Region labeling items
□ □ □

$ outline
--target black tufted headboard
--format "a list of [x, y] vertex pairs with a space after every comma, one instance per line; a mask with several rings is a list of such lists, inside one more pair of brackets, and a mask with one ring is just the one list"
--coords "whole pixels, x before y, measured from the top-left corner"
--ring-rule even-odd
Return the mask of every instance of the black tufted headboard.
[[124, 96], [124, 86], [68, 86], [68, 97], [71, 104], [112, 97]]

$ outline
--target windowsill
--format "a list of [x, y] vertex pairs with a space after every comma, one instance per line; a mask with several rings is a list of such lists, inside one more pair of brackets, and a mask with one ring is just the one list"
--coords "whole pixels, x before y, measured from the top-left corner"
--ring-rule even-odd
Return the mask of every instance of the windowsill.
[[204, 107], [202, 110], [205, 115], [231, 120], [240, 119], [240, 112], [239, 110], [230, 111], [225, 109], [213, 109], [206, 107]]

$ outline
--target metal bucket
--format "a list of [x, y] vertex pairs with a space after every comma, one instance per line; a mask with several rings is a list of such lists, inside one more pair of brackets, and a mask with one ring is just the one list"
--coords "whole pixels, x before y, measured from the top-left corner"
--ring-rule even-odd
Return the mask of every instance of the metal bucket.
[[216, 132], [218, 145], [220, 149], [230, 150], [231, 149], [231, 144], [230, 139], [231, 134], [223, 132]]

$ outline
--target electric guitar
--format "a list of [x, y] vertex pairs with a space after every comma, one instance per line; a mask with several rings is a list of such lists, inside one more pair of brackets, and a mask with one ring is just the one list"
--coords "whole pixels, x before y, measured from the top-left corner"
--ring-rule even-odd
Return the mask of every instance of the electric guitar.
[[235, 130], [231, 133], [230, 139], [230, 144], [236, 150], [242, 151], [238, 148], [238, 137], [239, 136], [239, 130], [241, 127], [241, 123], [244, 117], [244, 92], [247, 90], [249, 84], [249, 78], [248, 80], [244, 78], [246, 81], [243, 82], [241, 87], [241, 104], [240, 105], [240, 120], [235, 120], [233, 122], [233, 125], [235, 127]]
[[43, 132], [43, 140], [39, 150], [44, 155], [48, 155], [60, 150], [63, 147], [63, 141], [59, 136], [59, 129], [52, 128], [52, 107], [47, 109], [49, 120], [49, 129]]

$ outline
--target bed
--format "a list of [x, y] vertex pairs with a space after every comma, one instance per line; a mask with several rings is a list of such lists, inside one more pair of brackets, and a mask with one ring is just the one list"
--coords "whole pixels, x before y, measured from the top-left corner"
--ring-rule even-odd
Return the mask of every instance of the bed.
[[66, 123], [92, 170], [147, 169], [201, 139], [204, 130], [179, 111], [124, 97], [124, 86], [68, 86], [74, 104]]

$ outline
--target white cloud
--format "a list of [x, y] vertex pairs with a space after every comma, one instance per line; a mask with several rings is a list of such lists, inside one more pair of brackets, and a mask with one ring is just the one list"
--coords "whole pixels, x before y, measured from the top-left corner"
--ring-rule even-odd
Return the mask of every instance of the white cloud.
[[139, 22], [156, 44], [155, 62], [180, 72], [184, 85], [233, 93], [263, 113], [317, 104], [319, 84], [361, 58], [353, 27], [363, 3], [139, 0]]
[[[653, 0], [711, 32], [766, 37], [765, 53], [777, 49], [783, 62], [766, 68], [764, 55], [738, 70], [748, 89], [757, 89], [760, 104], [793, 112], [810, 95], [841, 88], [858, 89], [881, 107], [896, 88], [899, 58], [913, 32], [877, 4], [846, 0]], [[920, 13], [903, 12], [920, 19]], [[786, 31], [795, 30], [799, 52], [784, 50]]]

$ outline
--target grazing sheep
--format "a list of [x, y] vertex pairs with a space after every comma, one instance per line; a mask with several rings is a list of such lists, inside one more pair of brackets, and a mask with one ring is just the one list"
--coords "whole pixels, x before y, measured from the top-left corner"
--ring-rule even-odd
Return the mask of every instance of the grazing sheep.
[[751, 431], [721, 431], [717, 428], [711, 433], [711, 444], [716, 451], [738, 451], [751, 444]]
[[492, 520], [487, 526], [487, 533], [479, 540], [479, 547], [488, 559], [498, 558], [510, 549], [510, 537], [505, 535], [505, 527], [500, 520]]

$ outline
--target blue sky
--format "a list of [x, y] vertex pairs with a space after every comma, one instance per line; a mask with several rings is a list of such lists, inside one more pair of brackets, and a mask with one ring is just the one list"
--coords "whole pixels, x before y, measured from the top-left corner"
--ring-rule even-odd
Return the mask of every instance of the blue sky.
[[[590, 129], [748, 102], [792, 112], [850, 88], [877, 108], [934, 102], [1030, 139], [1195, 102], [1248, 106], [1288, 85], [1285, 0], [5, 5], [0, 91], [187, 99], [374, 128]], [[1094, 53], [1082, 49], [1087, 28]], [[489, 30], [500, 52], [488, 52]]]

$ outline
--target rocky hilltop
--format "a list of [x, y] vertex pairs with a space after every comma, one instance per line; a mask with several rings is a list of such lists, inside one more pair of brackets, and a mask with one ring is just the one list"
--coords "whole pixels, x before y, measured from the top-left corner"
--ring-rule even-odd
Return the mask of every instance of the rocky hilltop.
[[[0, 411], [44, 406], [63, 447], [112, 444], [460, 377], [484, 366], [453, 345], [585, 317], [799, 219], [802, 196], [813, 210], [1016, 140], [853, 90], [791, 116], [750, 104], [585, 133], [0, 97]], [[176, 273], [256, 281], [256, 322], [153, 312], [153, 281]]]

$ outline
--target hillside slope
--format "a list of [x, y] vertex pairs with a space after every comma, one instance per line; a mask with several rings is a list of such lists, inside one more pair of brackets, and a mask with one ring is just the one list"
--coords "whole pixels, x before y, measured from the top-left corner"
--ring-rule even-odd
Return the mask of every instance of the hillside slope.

□ □ □

- **What to produce**: Reproduce the data above in full, replacing "top-left corner" with "upper-left corner" everywhere it occurs and leaving everything else unchanged.

- **The result**:
$ outline
--target black tufted headboard
--format "a list of [x, y] vertex pairs with a space after every comma, one instance per line; a mask with several rings is a list of such lists, inside one more pair of brackets, and a mask with one ring is just the one list"
--coords "whole pixels, x before y, measured from the upper-left corner"
--ring-rule even-odd
Return the mask of every instance of the black tufted headboard.
[[124, 96], [124, 86], [68, 86], [68, 97], [71, 104], [112, 97]]

$ outline
--target windowsill
--format "a list of [x, y] vertex pairs with a space after every comma, one instance per line; a mask with several rings is a list of such lists, inside one more pair of brackets, and a mask with one ring is just the one list"
--coords "whole pixels, x before y, measured from the upper-left corner"
--ring-rule even-odd
Return the mask of every instance of the windowsill.
[[204, 107], [202, 110], [205, 115], [231, 120], [240, 119], [240, 112], [239, 110], [230, 111], [225, 109], [213, 109], [206, 107]]

$ outline
--target metal bucket
--format "a list of [x, y] vertex pairs with a space after every comma, one instance per line; a mask with several rings is a list of such lists, inside one more pair of brackets, and a mask with one ring is just the one list"
--coords "whole pixels, x before y, measured from the upper-left corner"
--ring-rule even-odd
Return the mask of every instance of the metal bucket.
[[216, 132], [218, 145], [220, 149], [230, 150], [231, 149], [231, 144], [230, 139], [231, 134], [223, 132]]

$ outline
--target electric guitar
--format "a list of [x, y] vertex pairs with a space after every comma, one instance per line; a mask with several rings is a list of such lists, inside one more pair of brackets, and a mask with one ring is just the one list"
--coords "whole pixels, x before y, measured from the upper-left corner"
--ring-rule even-odd
Return the mask of every instance of the electric guitar.
[[235, 130], [231, 133], [230, 139], [230, 144], [236, 150], [242, 151], [238, 148], [238, 137], [239, 136], [239, 130], [241, 127], [241, 123], [244, 117], [244, 92], [247, 90], [249, 84], [249, 78], [248, 80], [244, 78], [246, 81], [243, 82], [241, 87], [241, 104], [240, 105], [240, 120], [235, 120], [233, 122], [233, 125], [235, 127]]
[[43, 132], [43, 140], [39, 150], [44, 155], [48, 155], [60, 150], [63, 147], [63, 141], [59, 136], [59, 129], [52, 128], [52, 107], [47, 109], [49, 120], [49, 129]]

$ outline
--target bed
--format "a list of [x, y] vertex pairs with a space after every comma, one instance per line; a mask with several rings is a list of such lists, inside one more pair of brackets, and a mask with one ring is just the one list"
--coords "whole pixels, x before y, measured from the upper-left corner"
--ring-rule even-odd
Return the mask of every instance of the bed.
[[66, 123], [92, 170], [147, 169], [201, 139], [204, 130], [179, 111], [124, 97], [124, 86], [68, 86], [74, 104]]

$ outline
--target white cloud
--format "a list of [x, y] vertex pairs with a space after every comma, one instance per line; a mask with several rings is a list of such lists, inside one more pair of brackets, and a mask with one ring is just the one list"
--coords "whole pixels, x before y, measured from the upper-left corner"
--ring-rule even-odd
Return the mask of every instance of the white cloud.
[[139, 22], [156, 44], [155, 62], [180, 72], [184, 85], [233, 93], [263, 113], [317, 104], [319, 84], [361, 58], [353, 27], [363, 3], [139, 0]]
[[[653, 0], [711, 32], [766, 37], [765, 53], [777, 49], [783, 62], [766, 68], [764, 55], [738, 70], [748, 89], [757, 89], [760, 104], [793, 112], [810, 95], [841, 88], [858, 89], [881, 107], [896, 88], [899, 58], [913, 32], [877, 4], [846, 0]], [[920, 13], [903, 12], [920, 19]], [[786, 31], [795, 30], [799, 52], [784, 50]]]

$ outline
--target grazing sheep
--format "a list of [x, y] vertex pairs with a space after every comma, one instance per line; a mask with several rings is a list of such lists, inside one more pair of brackets, and a mask with one ring is just the one list"
--coords "whole pixels, x before y, measured from the upper-left corner"
--ring-rule even-odd
Return the mask of every instance of the grazing sheep.
[[751, 431], [721, 431], [717, 428], [711, 433], [711, 444], [716, 451], [738, 451], [751, 444]]
[[492, 520], [487, 526], [487, 533], [479, 540], [479, 547], [488, 559], [498, 558], [510, 549], [510, 537], [505, 535], [505, 527], [500, 520]]

$ outline
--target blue sky
--format "a list of [x, y] vertex pairs with a space after every comma, one instance per line; a mask with several rings is a list of such lists, inside one more pair of brackets, and a mask with one ring is just the one list"
--coords "whole pixels, x before y, measured from the upper-left corner"
--ring-rule even-odd
Return the mask of every instance of the blue sky.
[[[590, 129], [748, 102], [792, 112], [850, 88], [877, 108], [934, 102], [1030, 139], [1195, 102], [1248, 106], [1288, 85], [1285, 0], [5, 5], [0, 91], [187, 99], [374, 128]], [[1094, 53], [1082, 49], [1087, 28]], [[489, 30], [500, 52], [488, 52]]]

$ outline
--target rocky hilltop
--format "a list of [x, y] vertex pairs with a space after every comma, one instance per line; a mask with several rings is a list of such lists, inside one more pair of brackets, and a mask with one ring is just the one list"
--coords "whole pixels, x before y, measured from the upper-left corner"
--ring-rule even-odd
Return the mask of every instance of the rocky hilltop.
[[[0, 411], [44, 406], [63, 447], [112, 444], [460, 377], [484, 366], [453, 345], [585, 317], [799, 219], [802, 196], [813, 210], [1016, 140], [853, 90], [791, 116], [750, 104], [585, 133], [0, 97]], [[176, 273], [256, 281], [256, 322], [153, 312], [153, 281]]]

$ outline
--target hillside slope
--format "a list of [x, y] vertex pairs with a space after every comma, one instance per line; a mask with several rings is a list of such lists, inside one more pair of brackets, and a mask with one ring is just the one list"
--coords "whole pixels, x before y, measured from the upper-left corner"
--ring-rule even-odd
Return the mask of every instance of the hillside slope.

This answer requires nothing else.